# What is expected
Reproduce word for word the stretch of the cholesterol article that begins at "Aiming to lower" and stops after "and heart disease.".

# Text
Nutrition / Food

7 Best Cholesterol-Lowering Foods for Summer

Aiming to lower your cholesterol levels through diet alone? Here’s how.

If you’ve recently been told by your doctor that you have high cholesterol, or you’re simply trying to keep your levels in check from a preventive standpoint, you’re in good company. Lowering your cholesterol helps keep your blood pressure in a healthy range and reduces your risk for a myriad of conditions, including diabetes and heart disease.

It’s important to note that healthy cholesterol levels vary by age and sex. “For example, if you’re 19 or younger, a total cholesterol level of less than 170mg/dl is considered normal. But, as we age, that number goes up,” explains Frances Largeman-Roth, RDN, nutrition and wellness expert and author of Eating in Color. “For men or women 20 and older, a total cholesterol of less than 200mg/dl is considered to be normal, borderline high is 200-239, and high is 240 and above.”

Though cholesterol is made up of two levels—your HDL (good) and your LDL (bad), the most important one to keep track of is your HDL, as a number less than 40mg/dl is a risk factor for heart disease, according to Largeman-Roth.

There are medicines that you can take to help lower your cholesterol. However, you can also attempt to keep levels in check by monitoring what you eat and maintaining your exercise regimen on Aaptiv. Here are some of the best cholesterol-lowering foods out there that you should pile on your plate this summer.

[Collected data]
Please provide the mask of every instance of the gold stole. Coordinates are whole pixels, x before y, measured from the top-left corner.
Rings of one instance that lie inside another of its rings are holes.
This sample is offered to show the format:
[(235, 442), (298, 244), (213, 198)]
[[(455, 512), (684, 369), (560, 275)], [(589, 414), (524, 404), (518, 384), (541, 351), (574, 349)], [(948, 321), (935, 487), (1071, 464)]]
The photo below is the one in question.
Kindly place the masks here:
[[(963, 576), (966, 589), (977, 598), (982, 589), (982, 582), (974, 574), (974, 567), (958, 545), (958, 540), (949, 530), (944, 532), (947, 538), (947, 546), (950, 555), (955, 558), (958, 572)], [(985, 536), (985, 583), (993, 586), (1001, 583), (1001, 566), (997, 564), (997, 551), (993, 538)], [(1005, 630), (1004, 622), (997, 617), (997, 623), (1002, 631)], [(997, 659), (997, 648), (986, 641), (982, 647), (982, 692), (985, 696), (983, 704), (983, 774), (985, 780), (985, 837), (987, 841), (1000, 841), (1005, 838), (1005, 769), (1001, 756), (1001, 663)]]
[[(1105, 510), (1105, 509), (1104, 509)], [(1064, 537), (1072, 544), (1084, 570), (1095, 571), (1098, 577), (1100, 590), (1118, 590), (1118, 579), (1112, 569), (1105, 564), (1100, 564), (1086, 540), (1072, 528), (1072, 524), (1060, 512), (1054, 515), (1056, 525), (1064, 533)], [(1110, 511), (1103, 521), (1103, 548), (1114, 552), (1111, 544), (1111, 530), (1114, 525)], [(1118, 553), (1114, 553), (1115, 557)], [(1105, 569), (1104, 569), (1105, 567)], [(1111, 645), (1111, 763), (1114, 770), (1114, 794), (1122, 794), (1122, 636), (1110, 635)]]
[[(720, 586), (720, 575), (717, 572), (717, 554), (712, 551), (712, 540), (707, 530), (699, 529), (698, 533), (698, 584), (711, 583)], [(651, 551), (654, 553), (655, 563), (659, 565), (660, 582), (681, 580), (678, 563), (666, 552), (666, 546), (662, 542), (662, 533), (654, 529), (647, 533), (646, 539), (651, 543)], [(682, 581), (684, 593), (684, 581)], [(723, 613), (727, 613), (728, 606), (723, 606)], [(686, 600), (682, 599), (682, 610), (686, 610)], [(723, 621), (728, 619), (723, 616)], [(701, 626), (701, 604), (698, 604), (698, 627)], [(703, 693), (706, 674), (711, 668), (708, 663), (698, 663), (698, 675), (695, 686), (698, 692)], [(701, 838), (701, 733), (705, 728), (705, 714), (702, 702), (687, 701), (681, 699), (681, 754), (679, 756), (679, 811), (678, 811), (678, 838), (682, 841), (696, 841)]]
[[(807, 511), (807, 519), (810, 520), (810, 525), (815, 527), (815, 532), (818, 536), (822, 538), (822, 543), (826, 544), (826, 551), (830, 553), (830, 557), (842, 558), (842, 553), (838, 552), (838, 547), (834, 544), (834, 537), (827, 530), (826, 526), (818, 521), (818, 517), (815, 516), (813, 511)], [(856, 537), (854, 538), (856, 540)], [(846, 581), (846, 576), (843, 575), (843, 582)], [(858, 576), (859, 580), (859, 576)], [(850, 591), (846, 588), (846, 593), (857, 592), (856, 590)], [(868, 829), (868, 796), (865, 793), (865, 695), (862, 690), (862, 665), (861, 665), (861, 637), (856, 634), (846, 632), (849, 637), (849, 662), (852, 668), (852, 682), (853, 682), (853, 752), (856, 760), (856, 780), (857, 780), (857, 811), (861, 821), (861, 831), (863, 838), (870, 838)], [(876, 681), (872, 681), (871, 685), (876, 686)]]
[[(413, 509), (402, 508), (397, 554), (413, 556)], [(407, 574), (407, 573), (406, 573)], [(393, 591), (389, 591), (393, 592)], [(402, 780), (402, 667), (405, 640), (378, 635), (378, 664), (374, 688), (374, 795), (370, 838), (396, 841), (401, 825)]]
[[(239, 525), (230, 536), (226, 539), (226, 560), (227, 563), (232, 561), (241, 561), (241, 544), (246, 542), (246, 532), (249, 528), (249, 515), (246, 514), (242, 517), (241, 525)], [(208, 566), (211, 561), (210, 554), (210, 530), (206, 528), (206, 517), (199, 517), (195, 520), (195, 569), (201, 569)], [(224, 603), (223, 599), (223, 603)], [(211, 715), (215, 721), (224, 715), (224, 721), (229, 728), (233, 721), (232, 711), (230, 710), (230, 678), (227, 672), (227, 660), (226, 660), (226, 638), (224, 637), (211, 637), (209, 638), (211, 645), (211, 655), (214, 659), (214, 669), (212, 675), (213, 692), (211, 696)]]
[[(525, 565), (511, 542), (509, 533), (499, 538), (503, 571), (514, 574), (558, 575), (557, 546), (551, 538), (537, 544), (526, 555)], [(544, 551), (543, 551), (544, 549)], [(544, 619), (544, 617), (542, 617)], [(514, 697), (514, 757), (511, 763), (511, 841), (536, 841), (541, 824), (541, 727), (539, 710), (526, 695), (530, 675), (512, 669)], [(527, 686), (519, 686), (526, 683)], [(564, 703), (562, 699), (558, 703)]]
---
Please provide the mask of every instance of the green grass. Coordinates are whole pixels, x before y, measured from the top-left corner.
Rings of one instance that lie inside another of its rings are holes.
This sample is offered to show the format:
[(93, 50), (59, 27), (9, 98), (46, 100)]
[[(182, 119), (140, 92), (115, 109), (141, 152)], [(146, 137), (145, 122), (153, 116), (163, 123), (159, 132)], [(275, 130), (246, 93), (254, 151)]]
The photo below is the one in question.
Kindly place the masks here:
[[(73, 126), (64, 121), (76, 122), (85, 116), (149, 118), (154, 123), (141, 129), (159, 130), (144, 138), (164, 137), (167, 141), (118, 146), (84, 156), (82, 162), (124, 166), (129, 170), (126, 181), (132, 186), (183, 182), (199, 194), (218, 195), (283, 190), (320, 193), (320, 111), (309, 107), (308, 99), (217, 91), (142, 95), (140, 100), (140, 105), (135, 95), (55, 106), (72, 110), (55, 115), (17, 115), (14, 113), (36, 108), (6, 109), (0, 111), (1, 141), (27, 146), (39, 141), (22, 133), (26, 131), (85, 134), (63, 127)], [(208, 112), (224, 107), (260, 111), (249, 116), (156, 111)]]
==
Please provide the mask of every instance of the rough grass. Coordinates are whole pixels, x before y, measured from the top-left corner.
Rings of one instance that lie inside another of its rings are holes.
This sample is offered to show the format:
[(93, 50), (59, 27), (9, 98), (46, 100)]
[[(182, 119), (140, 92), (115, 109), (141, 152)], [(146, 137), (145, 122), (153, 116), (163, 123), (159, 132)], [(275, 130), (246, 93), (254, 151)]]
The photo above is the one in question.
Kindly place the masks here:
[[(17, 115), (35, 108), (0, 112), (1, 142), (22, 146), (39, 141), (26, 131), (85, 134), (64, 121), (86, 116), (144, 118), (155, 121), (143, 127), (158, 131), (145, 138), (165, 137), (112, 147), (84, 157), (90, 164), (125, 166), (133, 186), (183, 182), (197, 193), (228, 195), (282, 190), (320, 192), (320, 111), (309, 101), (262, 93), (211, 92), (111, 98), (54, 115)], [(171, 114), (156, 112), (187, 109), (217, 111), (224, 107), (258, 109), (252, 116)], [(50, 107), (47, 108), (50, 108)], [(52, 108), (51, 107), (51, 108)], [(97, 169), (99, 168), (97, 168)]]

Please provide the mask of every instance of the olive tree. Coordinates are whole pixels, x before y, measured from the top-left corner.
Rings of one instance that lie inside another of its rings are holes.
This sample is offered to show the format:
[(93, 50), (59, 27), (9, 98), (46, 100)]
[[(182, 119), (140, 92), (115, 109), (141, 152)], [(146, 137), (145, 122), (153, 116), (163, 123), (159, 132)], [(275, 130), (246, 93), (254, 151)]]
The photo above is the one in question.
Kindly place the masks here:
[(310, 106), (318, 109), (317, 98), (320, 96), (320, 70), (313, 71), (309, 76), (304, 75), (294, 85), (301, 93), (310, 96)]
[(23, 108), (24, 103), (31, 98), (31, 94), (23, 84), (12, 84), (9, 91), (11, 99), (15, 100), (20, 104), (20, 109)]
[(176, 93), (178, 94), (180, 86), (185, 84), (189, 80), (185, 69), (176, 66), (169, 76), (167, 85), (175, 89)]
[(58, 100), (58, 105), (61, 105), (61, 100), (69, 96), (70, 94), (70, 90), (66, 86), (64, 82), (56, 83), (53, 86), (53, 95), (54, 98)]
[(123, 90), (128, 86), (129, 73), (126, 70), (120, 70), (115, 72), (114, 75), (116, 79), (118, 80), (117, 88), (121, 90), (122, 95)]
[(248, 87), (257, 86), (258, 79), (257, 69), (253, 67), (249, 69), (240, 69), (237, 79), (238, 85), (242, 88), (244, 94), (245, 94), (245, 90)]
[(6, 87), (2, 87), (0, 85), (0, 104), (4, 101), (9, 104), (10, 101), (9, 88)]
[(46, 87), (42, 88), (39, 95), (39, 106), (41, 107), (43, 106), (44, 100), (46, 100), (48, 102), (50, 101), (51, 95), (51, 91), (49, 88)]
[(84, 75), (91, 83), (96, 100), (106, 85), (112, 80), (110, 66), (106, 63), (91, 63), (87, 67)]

# Task answer
Aiming to lower your cholesterol levels through diet alone? Here’s how.

If you’ve recently been told by your doctor that you have high cholesterol, or you’re simply trying to keep your levels in check from a preventive standpoint, you’re in good company. Lowering your cholesterol helps keep your blood pressure in a healthy range and reduces your risk for a myriad of conditions, including diabetes and heart disease.